Aim of the exercise:
Transcribe the records from the line containing "Example query: eyeglass temple arm" onward, up to and including the final line, exactly and without anything else.

Stored items

+---+

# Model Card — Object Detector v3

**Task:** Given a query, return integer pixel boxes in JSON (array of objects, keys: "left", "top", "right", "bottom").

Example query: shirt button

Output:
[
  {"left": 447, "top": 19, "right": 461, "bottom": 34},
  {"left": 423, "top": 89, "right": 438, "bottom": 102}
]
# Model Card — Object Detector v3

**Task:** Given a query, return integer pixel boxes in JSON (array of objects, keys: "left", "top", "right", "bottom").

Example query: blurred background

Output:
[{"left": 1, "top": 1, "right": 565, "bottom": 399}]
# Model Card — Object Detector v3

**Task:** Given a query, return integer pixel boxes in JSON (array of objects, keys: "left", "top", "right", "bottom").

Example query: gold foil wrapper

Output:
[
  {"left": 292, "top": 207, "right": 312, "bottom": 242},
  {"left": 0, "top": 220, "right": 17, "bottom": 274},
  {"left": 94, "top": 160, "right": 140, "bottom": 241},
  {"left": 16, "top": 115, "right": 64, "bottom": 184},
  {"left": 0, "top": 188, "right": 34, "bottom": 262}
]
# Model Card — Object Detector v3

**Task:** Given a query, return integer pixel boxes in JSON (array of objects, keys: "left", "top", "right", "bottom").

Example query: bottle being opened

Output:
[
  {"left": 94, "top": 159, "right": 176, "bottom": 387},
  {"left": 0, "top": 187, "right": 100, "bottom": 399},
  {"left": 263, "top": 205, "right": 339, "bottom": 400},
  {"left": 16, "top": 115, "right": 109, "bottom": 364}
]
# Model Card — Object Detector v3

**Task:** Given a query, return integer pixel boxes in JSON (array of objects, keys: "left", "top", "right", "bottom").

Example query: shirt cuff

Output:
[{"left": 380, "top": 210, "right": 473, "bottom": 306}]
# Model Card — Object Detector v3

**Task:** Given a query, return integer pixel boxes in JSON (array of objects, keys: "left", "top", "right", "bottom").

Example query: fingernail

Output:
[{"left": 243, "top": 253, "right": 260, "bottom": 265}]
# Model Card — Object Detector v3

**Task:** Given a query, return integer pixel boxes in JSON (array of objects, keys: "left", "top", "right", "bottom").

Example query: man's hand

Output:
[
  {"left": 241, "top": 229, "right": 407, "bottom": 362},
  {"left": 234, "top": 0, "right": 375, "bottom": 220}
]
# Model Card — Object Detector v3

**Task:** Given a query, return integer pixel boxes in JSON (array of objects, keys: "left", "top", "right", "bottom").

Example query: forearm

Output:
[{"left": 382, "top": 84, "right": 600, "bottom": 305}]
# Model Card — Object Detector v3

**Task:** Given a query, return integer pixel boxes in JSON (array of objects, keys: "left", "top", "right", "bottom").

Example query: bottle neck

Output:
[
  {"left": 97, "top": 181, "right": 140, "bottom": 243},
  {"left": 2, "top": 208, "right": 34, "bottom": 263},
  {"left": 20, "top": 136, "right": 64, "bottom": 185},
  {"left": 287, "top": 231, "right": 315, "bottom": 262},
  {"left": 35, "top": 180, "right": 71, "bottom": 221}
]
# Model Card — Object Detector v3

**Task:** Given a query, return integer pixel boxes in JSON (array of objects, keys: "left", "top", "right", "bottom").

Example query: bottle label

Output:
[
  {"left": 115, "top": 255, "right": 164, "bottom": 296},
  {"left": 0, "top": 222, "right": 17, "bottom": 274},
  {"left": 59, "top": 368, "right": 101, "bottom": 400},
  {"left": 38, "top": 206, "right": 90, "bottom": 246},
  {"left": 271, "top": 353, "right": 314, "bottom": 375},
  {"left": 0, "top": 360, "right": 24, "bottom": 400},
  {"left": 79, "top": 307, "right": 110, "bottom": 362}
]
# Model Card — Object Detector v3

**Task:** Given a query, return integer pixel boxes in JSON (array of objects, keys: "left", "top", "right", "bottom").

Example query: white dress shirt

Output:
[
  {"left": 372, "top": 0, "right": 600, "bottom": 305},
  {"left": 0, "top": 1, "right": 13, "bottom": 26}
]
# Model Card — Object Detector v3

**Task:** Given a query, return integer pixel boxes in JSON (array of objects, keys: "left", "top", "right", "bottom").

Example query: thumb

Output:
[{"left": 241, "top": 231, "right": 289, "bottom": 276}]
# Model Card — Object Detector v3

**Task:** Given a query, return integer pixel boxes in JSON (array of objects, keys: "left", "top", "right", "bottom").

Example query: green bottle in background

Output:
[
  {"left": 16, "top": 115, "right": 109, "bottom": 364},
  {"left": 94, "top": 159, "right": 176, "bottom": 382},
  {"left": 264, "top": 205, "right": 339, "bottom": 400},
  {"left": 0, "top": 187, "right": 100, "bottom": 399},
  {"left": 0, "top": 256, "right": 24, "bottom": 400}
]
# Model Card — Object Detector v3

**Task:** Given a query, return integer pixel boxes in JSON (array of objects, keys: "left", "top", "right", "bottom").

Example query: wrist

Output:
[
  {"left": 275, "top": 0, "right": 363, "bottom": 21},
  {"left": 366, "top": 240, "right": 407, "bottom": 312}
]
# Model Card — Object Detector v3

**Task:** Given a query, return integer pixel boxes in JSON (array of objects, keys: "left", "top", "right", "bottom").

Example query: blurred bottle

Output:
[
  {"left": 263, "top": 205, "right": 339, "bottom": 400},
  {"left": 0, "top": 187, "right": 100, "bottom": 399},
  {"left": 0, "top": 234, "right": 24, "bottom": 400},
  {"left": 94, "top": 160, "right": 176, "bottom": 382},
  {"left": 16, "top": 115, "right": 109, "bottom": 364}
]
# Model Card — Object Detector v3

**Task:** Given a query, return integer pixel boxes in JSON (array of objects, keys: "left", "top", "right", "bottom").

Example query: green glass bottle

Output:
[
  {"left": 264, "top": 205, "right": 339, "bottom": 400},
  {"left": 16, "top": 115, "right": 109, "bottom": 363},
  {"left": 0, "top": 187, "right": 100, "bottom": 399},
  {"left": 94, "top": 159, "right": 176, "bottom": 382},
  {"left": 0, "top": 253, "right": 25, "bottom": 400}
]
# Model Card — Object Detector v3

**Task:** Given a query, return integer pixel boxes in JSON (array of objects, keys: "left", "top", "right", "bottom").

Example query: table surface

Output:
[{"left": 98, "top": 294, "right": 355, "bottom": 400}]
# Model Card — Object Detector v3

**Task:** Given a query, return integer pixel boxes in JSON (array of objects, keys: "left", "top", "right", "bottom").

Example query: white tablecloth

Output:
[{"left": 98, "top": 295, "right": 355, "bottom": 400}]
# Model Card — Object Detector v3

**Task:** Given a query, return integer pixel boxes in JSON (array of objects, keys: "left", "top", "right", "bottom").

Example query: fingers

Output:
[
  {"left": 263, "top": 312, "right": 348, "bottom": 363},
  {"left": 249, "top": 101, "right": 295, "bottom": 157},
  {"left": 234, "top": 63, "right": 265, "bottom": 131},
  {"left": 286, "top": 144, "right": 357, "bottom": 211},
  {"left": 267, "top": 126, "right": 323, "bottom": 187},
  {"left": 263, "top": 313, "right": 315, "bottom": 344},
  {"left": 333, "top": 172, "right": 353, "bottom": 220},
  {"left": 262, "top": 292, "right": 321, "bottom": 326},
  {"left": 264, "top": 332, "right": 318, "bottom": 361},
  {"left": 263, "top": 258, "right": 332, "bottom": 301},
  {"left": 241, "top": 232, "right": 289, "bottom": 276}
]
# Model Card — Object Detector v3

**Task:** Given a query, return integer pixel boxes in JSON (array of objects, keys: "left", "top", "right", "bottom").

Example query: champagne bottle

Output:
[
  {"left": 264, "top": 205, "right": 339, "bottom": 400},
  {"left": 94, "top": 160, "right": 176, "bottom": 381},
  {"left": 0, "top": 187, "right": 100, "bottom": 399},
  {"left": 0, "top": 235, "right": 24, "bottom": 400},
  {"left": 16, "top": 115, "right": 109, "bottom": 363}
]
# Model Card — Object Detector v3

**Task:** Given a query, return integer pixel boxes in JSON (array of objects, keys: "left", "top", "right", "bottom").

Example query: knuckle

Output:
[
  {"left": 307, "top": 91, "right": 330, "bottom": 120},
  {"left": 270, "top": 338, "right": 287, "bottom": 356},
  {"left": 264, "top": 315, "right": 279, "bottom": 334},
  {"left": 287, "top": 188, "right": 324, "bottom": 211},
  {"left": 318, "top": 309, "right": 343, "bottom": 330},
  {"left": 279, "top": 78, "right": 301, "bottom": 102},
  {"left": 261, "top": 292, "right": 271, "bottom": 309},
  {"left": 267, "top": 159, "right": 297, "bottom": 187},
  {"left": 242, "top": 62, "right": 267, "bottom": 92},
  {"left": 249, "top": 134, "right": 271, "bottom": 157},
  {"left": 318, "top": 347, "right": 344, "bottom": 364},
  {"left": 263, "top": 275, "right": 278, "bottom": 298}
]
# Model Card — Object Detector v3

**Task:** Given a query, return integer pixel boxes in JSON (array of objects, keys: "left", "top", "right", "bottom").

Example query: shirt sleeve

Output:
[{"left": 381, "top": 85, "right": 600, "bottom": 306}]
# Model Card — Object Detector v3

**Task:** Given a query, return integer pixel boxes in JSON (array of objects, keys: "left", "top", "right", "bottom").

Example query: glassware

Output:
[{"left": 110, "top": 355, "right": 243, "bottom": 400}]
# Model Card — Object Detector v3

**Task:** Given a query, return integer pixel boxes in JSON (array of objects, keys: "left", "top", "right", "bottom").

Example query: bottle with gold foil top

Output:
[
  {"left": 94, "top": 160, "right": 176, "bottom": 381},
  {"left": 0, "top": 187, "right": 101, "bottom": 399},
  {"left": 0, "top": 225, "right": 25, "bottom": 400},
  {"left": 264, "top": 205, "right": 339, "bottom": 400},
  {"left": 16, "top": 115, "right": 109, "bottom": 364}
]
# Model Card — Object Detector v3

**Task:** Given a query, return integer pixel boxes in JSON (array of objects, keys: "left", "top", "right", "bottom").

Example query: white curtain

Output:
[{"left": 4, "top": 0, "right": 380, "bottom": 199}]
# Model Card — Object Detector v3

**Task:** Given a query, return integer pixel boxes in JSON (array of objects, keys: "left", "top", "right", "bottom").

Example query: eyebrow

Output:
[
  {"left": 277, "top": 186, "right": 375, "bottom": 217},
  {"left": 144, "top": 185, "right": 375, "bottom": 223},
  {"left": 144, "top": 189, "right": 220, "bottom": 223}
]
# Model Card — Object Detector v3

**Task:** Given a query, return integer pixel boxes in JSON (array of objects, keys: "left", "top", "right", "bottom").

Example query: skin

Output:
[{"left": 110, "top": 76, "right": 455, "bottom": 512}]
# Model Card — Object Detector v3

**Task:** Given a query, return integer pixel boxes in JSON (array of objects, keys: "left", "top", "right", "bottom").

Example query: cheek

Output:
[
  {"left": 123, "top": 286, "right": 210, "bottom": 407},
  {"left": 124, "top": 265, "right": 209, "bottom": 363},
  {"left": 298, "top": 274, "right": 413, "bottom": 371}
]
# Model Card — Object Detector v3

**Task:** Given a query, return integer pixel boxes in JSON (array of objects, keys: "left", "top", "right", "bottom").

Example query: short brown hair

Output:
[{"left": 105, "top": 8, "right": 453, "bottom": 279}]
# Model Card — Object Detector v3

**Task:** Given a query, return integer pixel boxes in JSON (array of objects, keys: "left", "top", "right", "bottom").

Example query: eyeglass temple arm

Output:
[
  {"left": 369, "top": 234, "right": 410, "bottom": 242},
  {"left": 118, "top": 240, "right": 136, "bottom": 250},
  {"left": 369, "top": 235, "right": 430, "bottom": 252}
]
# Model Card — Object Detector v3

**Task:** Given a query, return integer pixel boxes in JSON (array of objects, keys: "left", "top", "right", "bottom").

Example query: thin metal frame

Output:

+---+

Exercise solution:
Example query: eyeglass temple arm

Output:
[
  {"left": 369, "top": 234, "right": 410, "bottom": 242},
  {"left": 118, "top": 240, "right": 136, "bottom": 250},
  {"left": 369, "top": 235, "right": 430, "bottom": 252}
]
# Model Card — Object Detector v3

**Task:** Given a query, return integer pixel boxes in JSON (array of objects, keys: "left", "top", "right", "bottom").

Example query: thin metal frame

Output:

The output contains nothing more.